Extract to read:
§

Friday, April 6, 2012

Friday, April 6 (day 6) - not quite what I had expected....

Woke up this morning at 8 after a great 9 hours of sleep.  All of this working out, really tired me out. 

Had a protein bar and a cup of coffee and had off for 9am crossfit.

Prior to the WOD, I practiced pull ups. I was within 2 inches of doing my pull up unassisted.  I knew I would have it in a few days and I felt again, proud of myself.

Today the WOD was double unders and sit ups.  Well, I was on a roll with the double unders.  I could do 2 singles then a double but I knew I was jamming my feet/legs.  I would then do a bunch of singles and toss in a double and I was so proud of myself that I could do the doubles.  Again, I could feel my body getting stronger.

The last 10, I looked at Tyler and said "I am going to do all of them double unders" and off I went.  I was going pretty good but I could tell I was jumping pretty hard but I was almost done when all of sudden, I felt like someone took one of the sand balls and slammed it against my ankle.  As I was jumping, I turned around thinking maybe I tripped over something when I saw that there was nothing there.  Then I could feel pain shoot right up my calf.

OMG...what the hell did I do?  Tyler was standing right there and I quickly grabbed his arm.  I couldn't stand on my right foot.  I knew it wasn't a sprain but my gut told me I popped my achilles.

§

Excerpted data:
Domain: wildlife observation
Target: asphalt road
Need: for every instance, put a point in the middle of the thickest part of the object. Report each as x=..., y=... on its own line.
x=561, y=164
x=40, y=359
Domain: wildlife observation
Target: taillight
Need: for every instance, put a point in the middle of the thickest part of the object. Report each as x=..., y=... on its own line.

§

Problems to work on:
1) Using the April 6 diary entry, decide whether each statement agrees with it: (a) The writer slept nine hours before getting up. (b) Before the WOD, the writer did a pull up without assistance. (c) The writer thought the injury was a sprain. Answer yes or no for each and quote the words that settle it.
2) Continue the April 6 diary entry, starting after its last sentence.

Outputs by task:
1)
(a) Yes: "Woke up this morning at 8 after a great 9 hours of sleep."
(b) No: "I was within 2 inches of doing my pull up unassisted."
(c) No: "I knew it wasn't a sprain but my gut told me I popped my achilles."

2)
Rebbecca came over and they both sat me down.  I could feel the pain start to radiate in my ankle and it took everything for me to not cry.  Not sure why I didn't want to cry.  Maybe because I felt if I didnt' cry, it wasn't happening.

I told them I needed to go to the ER and off Rebbecca took me.  I called Walt and told him to meet me up at St. Joe's.

As I sat in the room, I knew what happened, but I was not going to accept what just happened.  A few times I broke down crying.  Walt showed up and Rebbecca left.  Then there was a knock at the door and Tyler was there.  I was in an instant, amazed at this wonderful family that I was a part of.  Honestly, it was so incredible the way everyone over to CF really helped me.  It almost made me cry again.

The doctor confirmed that it was indeed ruptured but there was no break in my foot bone.  Honestly, I actually wished I broke a bone rather than this for it would heal quicker.

I saw my work outs, tennis and tennis team and just plain mental state go out the window in an instant. I was not feeling sorry for myself whatsoever.  Quite the opposite. I kept thinking, wow, this is fixable.  I will be good as new a few months from now, but hearing the things that people we knew were going through such as cancer, loosing an eye made me realize this, in the big picture is nothing.  Still made me cry though, for we had a great trip planned next week to New Hampshire. 

I was going to fly out with the kids on Tuesday, stay with Kate when on Thursday, Walt and his parents were going to fly in.  We would stay in Portsmouth until Saturday morning when we would drive into Boston, go to the Red Sox game, Sunday, Emily and I had tickets to the Boston Opera House, front row to see River Dance and on Monday, Walt was going to run the Boston Marathon.

I could feel and still feel so much guilt built up inside of me but again, I had to move on mentally.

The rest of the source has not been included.